TEXT SHOWN:
____________________

Based on open-ended questions and the survey we developed from the XAI Question Bank [66], we found that while participants were generally curious about AI system details, only those with high-AI background and/or high-domain interest were willing to actively seek out this information (Sec. 5.1.1). However, participants unanimously expressed a need for information that can improve their collaboration with the AI system (Sec. 5.1.2).

5.1.1 Participants were generally curious about AI system details, but curiosity levels differed based on AI background and domain interest.

As most other AI applications, Merlin does not provide much information about its underlying technology. Hence, when we asked participants what they knew about the app’s AI, all replied that they didn’t know much about system details, although those with high-AI background (P6, P11, P13, P18, P19) had detailed guesses about the app’s data, model architectures, and training algorithms.

So what did participants want to know? According to the survey results, participants wanted to know everything about the app’s AI. For all questions in the survey, most if not all participants responded they “know (or have a good idea of) the answer” and/or are “curious to know (more).” That is, participants were curious about overall system details (questions in the Data, Output, Performance, How, Transparency categories), as well as how the AI reasons and makes judgments on specific inputs (questions in the Why, Why not, What if, How to be that, How to still be this categories). We report the full survey results in the supplementary material.

But how curious are they, really? When we tempered self-reported levels of curiosity with interview questions about the effort participants were willing to invest to satisfy that curiosity, the picture changed. “I wouldn’t go tremendously out of my way to find the answer to these questions” (P12) was a sentiment shared by many participants (P1, P5, P6, P7, P9, P10, P12, P13, P16, P20). For instance, P5 said: “If there’s an opportunity that arises, I’d love to ask about it [...] but I don’t think I would be contacting people at Cornell [app developers].” Other participants were open to searching around a bit (P9, P10), listening to talks or podcasts (P12), or reading some documentation if easily available (P1, P6, P7, P13, P16, P20), but didn’t want to take the initiative to seek out more information about the AI system, as described by the questions in the survey.

____________________

DATA ENTRIES:
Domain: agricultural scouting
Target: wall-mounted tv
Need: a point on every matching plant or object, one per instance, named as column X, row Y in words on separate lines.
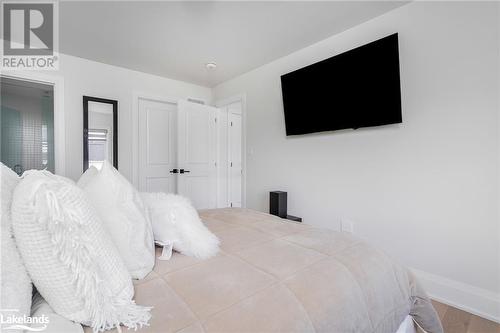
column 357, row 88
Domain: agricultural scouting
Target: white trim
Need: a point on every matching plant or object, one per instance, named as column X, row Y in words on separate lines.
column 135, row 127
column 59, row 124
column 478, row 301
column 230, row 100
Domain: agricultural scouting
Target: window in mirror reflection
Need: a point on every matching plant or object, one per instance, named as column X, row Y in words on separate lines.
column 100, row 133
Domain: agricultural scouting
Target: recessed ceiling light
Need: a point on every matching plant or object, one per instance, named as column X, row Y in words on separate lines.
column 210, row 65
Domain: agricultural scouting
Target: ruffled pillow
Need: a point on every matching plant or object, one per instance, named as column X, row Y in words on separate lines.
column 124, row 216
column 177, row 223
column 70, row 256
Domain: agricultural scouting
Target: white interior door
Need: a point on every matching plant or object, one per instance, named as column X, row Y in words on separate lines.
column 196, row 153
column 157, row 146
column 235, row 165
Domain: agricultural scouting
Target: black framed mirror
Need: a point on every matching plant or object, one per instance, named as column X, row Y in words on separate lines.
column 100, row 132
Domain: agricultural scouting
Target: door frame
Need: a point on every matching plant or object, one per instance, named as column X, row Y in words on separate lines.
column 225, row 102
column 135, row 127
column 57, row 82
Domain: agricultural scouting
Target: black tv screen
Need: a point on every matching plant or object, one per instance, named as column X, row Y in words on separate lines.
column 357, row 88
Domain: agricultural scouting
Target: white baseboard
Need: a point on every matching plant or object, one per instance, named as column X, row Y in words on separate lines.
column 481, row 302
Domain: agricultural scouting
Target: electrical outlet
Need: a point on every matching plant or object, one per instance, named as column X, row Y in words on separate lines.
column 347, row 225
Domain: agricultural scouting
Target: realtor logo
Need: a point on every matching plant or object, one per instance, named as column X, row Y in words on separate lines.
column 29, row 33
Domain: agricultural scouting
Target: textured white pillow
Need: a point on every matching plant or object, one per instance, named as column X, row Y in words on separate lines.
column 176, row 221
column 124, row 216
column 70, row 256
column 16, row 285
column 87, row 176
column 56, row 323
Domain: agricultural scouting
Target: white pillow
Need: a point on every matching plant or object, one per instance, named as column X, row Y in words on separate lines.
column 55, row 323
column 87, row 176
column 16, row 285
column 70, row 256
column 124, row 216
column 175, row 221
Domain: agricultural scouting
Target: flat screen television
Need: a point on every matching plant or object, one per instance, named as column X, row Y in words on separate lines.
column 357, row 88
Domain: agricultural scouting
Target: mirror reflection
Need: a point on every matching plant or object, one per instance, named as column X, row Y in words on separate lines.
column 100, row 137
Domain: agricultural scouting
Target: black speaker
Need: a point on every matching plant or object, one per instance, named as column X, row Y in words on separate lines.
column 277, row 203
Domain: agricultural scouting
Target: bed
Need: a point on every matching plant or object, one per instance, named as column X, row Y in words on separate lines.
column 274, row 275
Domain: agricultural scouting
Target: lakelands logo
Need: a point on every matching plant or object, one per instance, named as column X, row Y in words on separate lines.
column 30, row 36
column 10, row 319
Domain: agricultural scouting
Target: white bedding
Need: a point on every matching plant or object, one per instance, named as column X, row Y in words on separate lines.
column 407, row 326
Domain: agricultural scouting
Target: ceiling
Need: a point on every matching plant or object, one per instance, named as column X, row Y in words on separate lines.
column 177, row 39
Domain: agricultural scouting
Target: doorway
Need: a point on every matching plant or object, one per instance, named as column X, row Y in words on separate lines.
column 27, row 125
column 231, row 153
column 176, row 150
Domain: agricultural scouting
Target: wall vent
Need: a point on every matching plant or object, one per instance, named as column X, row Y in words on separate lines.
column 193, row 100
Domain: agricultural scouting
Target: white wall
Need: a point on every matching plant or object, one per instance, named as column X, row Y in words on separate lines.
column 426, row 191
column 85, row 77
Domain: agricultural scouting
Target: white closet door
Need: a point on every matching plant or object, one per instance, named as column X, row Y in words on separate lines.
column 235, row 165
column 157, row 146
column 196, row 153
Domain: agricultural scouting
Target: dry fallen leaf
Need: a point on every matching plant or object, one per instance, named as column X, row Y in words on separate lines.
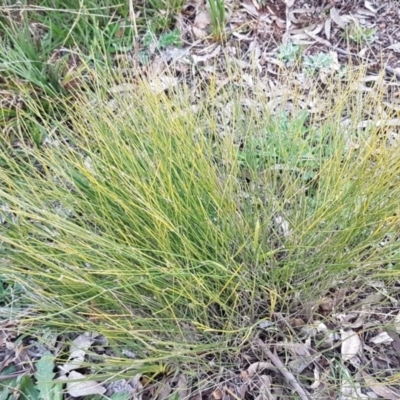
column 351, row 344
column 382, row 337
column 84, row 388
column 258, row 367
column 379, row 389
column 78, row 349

____________________

TASKS TO COMPLETE:
1. Summarize the text on Merlin users' curiosity about AI in two sentences.
2. Quote the text on Merlin users' curiosity about AI from "5.1.1 Participants were" to "and training algorithms.".

RESPONSES:
1. Participants were generally curious about the details of Merlin's AI, and the survey showed they wanted to know everything about it, from overall system details to how it reasons on specific inputs. However, when asked how much effort they would invest, many said they would not go far out of their way, and only those with a high AI background or high domain interest were willing to actively seek out this information.

2.
5.1.1 Participants were generally curious about AI system details, but curiosity levels differed based on AI background and domain interest.

As most other AI applications, Merlin does not provide much information about its underlying technology. Hence, when we asked participants what they knew about the app’s AI, all replied that they didn’t know much about system details, although those with high-AI background (P6, P11, P13, P18, P19) had detailed guesses about the app’s data, model architectures, and training algorithms.